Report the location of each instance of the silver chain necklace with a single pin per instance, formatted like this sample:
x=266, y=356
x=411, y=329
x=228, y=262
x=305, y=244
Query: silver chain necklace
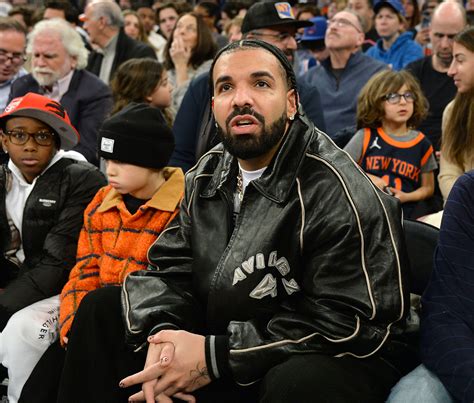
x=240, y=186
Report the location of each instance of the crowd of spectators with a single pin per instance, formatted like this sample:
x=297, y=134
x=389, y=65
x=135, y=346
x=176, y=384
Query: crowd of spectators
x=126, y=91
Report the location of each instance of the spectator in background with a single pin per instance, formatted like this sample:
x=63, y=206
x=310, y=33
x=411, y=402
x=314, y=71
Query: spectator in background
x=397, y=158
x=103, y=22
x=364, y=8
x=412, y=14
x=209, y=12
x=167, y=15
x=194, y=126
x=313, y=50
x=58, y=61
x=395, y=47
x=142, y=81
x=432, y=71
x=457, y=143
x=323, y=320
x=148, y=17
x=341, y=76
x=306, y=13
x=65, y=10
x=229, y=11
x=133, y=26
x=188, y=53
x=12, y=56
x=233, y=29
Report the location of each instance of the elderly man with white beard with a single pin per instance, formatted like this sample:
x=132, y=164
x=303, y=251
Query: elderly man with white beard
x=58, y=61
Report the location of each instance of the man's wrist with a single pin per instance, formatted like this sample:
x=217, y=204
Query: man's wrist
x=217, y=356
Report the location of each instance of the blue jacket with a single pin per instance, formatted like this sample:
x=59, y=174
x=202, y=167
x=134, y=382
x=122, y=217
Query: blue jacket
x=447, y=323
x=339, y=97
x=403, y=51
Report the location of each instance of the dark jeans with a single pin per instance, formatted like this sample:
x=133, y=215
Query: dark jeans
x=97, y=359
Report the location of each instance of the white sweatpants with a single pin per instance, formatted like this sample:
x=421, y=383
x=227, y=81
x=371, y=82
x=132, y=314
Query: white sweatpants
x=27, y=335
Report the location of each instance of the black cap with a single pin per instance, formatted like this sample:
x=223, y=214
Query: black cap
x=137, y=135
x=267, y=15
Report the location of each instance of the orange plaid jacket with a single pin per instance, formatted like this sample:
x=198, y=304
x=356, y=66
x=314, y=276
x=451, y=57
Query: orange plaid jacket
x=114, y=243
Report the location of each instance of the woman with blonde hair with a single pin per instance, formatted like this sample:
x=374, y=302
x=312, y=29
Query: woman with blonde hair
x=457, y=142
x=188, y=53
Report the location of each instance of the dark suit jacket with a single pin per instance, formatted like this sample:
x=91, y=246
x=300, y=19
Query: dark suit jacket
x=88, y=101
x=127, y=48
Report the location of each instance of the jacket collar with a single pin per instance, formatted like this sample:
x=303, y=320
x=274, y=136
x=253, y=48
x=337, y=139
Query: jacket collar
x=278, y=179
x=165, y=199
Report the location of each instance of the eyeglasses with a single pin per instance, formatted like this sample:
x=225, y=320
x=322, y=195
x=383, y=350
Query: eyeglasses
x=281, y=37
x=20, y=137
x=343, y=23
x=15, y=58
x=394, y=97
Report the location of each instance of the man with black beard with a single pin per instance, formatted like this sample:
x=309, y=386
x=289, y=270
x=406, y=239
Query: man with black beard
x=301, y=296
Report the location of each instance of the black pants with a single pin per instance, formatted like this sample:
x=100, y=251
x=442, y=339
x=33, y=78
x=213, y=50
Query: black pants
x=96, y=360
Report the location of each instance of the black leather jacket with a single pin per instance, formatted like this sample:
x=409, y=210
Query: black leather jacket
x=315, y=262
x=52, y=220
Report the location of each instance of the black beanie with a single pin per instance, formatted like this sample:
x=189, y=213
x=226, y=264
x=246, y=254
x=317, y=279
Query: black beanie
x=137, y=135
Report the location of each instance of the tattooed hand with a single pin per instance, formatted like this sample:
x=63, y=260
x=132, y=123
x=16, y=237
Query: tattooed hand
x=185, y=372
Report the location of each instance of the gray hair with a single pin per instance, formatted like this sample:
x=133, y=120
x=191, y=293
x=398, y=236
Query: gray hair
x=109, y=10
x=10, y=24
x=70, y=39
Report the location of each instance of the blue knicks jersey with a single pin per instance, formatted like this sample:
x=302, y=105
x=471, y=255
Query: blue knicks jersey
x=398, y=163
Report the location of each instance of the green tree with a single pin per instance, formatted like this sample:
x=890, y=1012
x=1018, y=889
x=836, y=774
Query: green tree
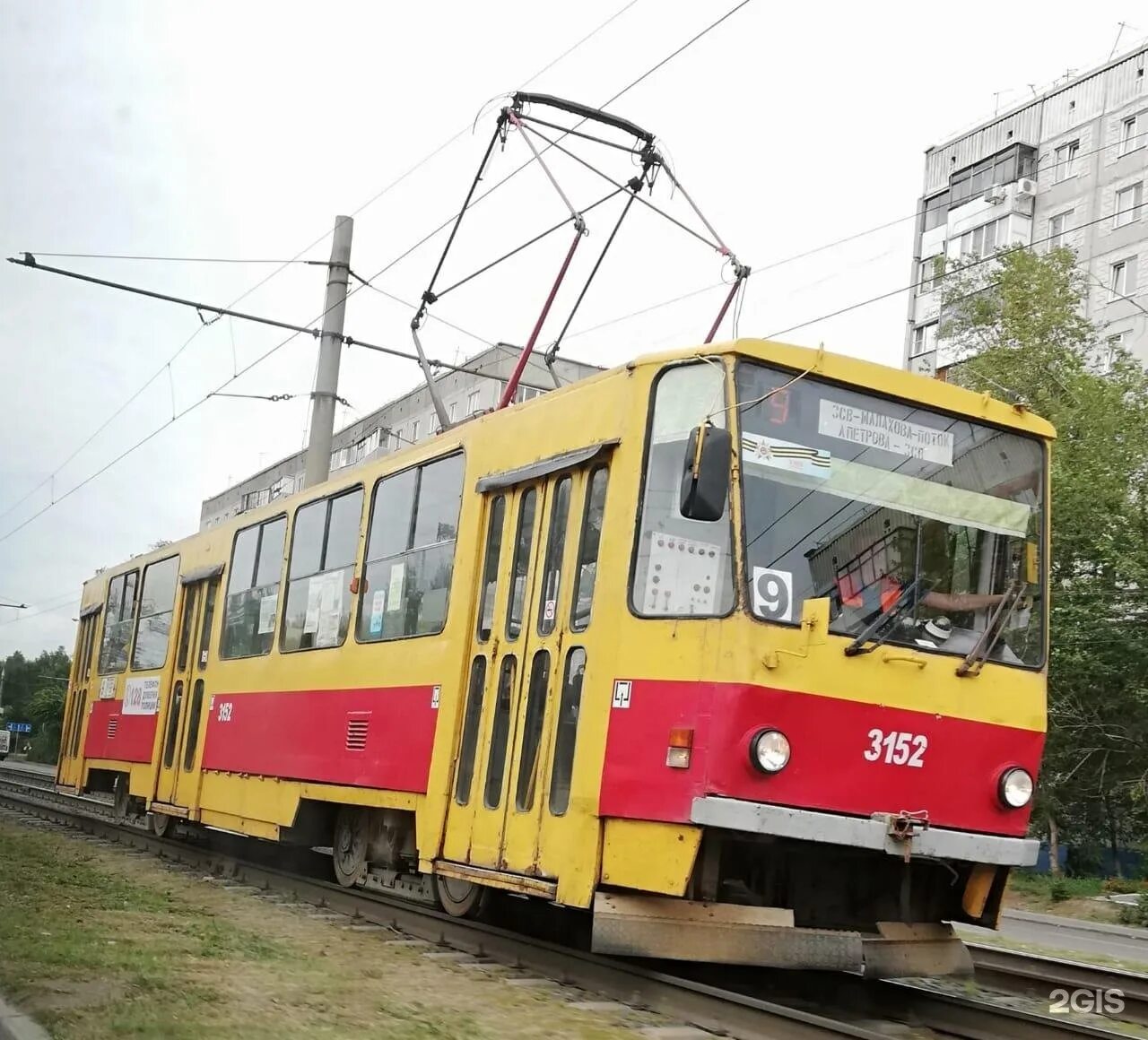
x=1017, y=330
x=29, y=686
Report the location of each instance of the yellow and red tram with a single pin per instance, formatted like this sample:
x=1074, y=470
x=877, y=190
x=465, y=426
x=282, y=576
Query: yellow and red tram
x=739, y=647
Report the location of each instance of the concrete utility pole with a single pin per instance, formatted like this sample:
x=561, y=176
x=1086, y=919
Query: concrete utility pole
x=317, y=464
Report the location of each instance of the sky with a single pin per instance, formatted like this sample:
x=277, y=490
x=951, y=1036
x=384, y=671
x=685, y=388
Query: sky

--- --- ---

## THE TASK
Rewrite the lines from the one containing "Report the location of each instance of the white" through the one containing "x=267, y=15", inclusive, so that "black cap" becomes "navy beanie" and nothing else changes.

## SOLUTION TO THIS PROBLEM
Report the location of each instance of the white sweatpants with a single pin per instance, formatted like this sample:
x=421, y=383
x=227, y=81
x=371, y=82
x=132, y=314
Query: white sweatpants
x=27, y=335
Report the location of each instance of the navy beanie with a single pin per instance, formatted like this sample:
x=223, y=214
Query: navy beanie
x=137, y=135
x=267, y=15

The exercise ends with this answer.